A block of data
────────────────────────────────────────

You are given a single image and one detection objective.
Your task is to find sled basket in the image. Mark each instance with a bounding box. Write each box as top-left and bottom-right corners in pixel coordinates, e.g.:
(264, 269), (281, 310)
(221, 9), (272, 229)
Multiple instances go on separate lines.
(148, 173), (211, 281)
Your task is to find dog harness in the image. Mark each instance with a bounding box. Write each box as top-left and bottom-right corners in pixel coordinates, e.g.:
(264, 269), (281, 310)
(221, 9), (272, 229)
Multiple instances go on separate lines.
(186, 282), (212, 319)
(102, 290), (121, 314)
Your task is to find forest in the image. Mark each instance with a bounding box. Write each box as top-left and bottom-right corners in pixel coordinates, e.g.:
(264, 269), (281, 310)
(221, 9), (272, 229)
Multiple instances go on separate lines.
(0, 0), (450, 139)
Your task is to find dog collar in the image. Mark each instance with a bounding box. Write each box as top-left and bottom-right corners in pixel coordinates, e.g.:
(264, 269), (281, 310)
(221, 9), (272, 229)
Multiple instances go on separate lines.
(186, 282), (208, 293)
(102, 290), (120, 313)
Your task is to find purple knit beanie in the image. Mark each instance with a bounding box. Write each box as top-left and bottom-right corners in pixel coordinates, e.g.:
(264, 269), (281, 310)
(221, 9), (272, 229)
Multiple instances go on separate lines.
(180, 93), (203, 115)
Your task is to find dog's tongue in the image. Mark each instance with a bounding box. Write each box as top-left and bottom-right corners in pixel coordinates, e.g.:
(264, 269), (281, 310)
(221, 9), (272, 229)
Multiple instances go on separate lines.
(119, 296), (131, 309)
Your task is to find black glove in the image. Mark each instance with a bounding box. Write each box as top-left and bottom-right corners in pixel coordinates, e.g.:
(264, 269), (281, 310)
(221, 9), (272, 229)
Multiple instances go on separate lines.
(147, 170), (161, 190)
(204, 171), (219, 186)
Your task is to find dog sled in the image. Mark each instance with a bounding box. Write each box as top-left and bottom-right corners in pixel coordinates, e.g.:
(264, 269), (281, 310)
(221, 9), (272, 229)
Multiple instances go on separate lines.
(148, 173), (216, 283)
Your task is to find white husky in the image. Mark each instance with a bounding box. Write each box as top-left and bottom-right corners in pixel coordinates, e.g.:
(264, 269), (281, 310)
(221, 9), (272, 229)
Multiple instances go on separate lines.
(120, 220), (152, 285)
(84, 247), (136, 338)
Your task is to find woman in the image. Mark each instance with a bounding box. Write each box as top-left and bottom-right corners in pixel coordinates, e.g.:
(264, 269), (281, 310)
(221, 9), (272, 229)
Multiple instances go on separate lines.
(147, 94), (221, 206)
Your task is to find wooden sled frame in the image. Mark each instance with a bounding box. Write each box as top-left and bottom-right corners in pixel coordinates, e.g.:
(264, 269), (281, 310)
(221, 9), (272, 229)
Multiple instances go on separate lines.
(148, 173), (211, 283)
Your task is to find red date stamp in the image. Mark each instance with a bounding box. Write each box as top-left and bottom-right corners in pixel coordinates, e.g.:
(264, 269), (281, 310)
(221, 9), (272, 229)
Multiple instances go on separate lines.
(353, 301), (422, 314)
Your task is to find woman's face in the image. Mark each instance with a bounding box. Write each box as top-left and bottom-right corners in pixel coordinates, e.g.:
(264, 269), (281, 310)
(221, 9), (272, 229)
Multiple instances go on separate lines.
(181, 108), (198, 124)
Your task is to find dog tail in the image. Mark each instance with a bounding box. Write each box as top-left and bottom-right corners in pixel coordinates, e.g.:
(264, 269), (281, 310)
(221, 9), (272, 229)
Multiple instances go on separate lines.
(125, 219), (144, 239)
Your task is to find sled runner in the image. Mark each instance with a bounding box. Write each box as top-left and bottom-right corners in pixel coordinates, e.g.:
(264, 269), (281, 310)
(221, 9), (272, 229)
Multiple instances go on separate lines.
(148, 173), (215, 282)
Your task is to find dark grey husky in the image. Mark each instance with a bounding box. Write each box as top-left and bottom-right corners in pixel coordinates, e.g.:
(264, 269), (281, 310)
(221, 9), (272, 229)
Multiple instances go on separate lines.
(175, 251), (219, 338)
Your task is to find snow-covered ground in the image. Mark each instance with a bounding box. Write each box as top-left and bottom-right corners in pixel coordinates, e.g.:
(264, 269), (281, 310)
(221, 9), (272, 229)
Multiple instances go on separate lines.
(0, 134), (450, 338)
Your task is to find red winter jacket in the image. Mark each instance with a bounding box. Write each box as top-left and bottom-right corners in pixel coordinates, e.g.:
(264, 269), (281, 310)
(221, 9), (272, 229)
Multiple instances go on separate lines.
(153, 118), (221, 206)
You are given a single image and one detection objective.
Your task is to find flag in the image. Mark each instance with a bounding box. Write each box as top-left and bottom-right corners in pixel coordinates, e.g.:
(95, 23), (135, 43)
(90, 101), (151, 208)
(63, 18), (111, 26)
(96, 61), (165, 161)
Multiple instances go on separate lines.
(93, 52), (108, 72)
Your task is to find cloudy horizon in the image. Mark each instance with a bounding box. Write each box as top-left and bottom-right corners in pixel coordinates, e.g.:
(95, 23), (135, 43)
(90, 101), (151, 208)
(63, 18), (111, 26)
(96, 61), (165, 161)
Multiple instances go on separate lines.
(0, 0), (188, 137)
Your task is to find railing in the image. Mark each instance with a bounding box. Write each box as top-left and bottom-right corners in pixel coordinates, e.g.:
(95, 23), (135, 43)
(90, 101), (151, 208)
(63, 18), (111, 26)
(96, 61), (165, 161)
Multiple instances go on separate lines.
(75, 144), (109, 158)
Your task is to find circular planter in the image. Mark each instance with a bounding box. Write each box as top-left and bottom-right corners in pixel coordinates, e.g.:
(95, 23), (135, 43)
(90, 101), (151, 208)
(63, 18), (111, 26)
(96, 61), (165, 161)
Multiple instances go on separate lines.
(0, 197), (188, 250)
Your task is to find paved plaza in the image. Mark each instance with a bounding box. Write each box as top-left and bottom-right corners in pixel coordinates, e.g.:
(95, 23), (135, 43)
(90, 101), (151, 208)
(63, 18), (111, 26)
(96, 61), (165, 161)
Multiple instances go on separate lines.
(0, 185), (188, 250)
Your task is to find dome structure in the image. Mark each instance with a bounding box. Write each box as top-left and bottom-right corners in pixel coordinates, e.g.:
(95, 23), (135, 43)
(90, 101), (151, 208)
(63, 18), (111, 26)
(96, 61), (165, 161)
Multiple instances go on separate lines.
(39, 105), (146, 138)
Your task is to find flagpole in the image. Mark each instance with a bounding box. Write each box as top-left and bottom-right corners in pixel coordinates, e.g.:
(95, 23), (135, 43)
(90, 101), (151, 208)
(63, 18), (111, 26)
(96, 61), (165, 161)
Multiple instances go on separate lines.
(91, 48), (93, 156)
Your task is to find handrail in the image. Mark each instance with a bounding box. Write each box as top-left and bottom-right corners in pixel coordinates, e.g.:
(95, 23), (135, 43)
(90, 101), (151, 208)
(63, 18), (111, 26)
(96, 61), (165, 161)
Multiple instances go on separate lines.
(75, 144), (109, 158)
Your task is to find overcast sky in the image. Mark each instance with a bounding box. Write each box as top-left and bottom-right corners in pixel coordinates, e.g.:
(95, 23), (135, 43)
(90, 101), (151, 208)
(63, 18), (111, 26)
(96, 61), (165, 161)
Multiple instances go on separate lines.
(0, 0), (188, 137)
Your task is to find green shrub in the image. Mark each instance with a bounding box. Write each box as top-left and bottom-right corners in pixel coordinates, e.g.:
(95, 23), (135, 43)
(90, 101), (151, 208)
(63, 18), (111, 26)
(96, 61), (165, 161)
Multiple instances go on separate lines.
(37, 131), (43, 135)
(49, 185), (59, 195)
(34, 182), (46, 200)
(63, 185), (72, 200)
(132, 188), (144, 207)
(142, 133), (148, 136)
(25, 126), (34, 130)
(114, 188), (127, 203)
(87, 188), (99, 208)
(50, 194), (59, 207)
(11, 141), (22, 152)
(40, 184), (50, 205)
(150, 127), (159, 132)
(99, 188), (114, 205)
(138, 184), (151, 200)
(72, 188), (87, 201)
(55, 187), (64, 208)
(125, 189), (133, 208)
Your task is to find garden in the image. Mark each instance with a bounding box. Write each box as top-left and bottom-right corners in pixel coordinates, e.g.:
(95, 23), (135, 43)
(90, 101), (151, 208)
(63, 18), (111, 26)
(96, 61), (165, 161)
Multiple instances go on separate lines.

────────────────────────────────────────

Copy out the stretch of the records from the line containing "Your task is to find black" through the line containing "(204, 171), (219, 186)", both lines included, with no changes.

Your task is to find black glove in the image. Mark each instance with a bounding box. Write each box as top-left and bottom-right corners in pixel coordinates, e.g.:
(264, 269), (281, 310)
(221, 9), (272, 229)
Multiple instances go on separate lines.
(147, 170), (161, 190)
(204, 171), (219, 186)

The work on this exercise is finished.